_INSTRUCTIONS TO FOLLOW_: In your reply, write out each entry exactly as given.

[Stored data entries]
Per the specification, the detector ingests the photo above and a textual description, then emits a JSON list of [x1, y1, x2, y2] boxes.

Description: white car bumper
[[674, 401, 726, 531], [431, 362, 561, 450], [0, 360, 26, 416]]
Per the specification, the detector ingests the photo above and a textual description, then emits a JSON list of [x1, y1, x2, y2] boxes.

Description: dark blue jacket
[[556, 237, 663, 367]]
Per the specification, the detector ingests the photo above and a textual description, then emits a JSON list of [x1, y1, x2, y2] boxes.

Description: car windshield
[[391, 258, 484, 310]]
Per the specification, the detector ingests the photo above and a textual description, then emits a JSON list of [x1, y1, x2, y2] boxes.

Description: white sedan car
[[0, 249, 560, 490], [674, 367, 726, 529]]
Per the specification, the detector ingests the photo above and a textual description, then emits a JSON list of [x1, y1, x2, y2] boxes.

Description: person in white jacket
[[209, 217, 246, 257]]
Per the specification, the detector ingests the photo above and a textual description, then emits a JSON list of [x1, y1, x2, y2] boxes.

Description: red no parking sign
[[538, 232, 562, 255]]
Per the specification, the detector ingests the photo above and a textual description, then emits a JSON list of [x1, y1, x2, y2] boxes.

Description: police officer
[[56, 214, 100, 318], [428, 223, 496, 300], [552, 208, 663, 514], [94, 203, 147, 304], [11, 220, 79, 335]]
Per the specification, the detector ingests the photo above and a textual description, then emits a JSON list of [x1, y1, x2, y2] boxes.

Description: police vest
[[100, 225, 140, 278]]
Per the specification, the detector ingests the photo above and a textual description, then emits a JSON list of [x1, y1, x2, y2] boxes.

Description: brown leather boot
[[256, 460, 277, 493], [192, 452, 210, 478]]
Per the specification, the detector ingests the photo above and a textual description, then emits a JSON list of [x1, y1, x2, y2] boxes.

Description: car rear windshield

_COMPLETED TASK_:
Per the specification, the detector ingests the photo above and a textual description, then emits a JSON list of [x1, y1, x2, y2] boxes.

Description: white car bumper
[[674, 401, 726, 531], [431, 362, 561, 450], [0, 360, 26, 416]]
Per the specification, the detector ingests the photo above and a textual description, then emits a JSON list of [x1, y1, x2, y2] boxes.

Description: dark blue jacket
[[556, 237, 663, 367]]
Per the specification, the detector ingests the photo above and a textual description, then emits a JSON list of [x1, y1, x2, y2] boxes.

Description: car windshield
[[391, 258, 484, 310]]
Per the specification, the detector ingests the photo above and a textual description, then emits a JSON list of [x1, y1, x2, y2] boxes.

Description: white sedan car
[[0, 249, 560, 490], [674, 367, 726, 529]]
Per the specification, the detector ingests the photo above and a textual description, then emits a JSON list of [x1, y1, x2, y2] boxes.

Description: person in white jacket
[[209, 217, 246, 257]]
Per the specification, the detector ingests the photo above and a textual description, then emits a JSON list of [x1, y1, x2, y2] boxes.

Description: red no parking sign
[[538, 232, 562, 255]]
Per the specification, the detector ingests the photo above and a textual description, then emits a JSON list of [x1, y1, x2, y2] boxes.

Description: police officer
[[56, 214, 100, 318], [428, 223, 496, 300], [552, 208, 663, 514], [94, 203, 147, 304], [11, 220, 79, 335]]
Per the specification, the detector ingests the photo above and a textual description, then emits a JSON list of [x1, y1, x2, y2] boxes.

Description: police vest
[[100, 225, 140, 278]]
Per the specification, the detector ingests the photo above and a textual description, then emits a JSON list of [x1, y1, x2, y2] boxes.

Description: brown leather boot
[[256, 460, 277, 493], [192, 452, 210, 478]]
Per the specification, the detector ingests the photo above and a textual description, then emits a JSON list of [x1, y1, x2, y2] boxes.

Description: car rear windshield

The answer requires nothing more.